Activity: Below are the records. Restate word for word every line from the one that contains "Request = tag one keypoint per instance of the man's" through the final line, both included.

Provided records:

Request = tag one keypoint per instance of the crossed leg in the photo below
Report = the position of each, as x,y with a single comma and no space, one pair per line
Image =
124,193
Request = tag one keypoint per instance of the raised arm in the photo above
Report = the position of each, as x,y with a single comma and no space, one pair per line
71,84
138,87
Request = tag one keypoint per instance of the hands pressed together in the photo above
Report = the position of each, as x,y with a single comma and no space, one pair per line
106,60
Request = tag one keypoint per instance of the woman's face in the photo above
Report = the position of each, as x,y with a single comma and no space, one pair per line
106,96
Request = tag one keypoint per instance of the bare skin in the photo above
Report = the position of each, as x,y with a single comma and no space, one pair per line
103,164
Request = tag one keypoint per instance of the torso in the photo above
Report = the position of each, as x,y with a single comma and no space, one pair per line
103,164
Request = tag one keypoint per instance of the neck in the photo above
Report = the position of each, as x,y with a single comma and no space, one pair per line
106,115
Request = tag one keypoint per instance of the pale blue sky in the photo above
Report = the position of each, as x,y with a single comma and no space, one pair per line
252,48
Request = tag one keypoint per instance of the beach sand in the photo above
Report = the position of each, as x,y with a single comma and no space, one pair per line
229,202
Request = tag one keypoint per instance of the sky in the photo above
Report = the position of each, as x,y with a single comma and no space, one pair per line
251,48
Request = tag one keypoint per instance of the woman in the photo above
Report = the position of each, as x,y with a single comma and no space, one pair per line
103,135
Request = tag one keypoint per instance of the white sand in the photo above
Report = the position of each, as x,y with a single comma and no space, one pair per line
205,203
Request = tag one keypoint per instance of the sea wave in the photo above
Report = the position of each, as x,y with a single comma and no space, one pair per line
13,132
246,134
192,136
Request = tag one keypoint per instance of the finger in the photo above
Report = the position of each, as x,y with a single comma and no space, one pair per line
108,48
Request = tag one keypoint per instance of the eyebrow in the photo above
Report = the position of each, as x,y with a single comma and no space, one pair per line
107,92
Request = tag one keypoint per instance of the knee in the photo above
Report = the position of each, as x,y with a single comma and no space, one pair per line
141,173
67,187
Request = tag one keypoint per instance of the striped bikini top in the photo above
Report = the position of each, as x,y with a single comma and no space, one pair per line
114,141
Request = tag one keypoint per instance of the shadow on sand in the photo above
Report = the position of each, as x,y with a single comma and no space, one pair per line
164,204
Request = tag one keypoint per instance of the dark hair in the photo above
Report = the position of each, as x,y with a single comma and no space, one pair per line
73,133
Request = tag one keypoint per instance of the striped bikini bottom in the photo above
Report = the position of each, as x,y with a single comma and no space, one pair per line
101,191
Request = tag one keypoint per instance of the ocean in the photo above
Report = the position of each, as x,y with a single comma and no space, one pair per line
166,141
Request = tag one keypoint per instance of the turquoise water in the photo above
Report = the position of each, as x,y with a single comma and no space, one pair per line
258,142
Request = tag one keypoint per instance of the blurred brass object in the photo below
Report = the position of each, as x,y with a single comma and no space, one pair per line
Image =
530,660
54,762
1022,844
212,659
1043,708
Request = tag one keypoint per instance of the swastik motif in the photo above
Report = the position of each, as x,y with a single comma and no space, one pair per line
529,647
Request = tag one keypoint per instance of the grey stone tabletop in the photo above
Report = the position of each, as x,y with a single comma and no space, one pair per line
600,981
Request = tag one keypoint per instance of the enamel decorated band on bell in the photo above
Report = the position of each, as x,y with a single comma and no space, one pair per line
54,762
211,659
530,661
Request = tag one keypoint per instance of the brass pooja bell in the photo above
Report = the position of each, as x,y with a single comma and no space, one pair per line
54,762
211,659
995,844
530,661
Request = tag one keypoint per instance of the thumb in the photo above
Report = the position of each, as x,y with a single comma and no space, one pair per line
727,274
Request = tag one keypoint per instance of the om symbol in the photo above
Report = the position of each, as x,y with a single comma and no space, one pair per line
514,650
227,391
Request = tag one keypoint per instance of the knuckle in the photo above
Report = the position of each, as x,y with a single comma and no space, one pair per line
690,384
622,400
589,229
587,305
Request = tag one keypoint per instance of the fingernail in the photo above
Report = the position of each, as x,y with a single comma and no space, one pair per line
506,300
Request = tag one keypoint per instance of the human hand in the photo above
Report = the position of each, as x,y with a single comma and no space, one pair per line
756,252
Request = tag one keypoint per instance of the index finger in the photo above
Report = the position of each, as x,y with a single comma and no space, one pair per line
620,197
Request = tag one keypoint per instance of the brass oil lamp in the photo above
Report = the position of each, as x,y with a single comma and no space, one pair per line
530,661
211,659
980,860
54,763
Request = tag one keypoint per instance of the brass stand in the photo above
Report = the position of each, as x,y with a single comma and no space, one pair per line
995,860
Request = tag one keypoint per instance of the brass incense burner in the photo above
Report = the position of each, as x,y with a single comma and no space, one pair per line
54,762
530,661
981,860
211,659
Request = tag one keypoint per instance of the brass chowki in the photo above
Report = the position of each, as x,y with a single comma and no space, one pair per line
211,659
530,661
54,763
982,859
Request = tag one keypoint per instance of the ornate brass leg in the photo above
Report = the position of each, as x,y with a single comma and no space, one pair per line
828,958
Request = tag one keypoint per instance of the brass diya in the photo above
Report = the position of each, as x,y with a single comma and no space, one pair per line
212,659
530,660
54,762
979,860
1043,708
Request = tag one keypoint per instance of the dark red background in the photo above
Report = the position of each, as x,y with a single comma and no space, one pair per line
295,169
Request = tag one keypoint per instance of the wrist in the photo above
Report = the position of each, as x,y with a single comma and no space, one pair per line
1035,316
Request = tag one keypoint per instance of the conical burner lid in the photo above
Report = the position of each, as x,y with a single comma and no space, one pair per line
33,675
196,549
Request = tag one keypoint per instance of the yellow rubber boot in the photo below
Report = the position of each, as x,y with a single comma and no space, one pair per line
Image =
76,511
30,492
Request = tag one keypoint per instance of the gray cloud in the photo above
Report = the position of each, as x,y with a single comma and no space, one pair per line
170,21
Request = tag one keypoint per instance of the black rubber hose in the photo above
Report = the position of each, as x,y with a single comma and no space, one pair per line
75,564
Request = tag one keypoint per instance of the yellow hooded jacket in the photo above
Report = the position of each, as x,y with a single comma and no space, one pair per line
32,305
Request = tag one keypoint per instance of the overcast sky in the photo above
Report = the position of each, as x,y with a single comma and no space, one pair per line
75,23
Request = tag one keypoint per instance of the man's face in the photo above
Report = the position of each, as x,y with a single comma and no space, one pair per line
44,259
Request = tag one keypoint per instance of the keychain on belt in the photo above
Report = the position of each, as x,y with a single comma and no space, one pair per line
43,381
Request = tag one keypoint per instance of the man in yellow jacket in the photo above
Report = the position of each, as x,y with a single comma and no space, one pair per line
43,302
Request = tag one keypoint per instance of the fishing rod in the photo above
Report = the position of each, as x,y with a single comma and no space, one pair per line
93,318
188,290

Completed task:
Request = tag one keypoint per instance of the man's face in the photo above
Report = the position of each, as x,y with a single comma and no space, one pair per line
44,259
Request = tag one keypoint per instance of the keychain on belt in the photo above
Report = the position of each, as x,y with a single comma and no space, one pair per line
43,381
Request = tag one keypoint per instance of the man in yellow jacket in the photo above
Report = the position of each, as x,y with a single comma and no space, one pair per line
43,302
Request = tag one keypoint per instance of the fishing rod in the photo above
Report = the position of each, as x,y with a single comma and no space, one pair per line
93,318
188,290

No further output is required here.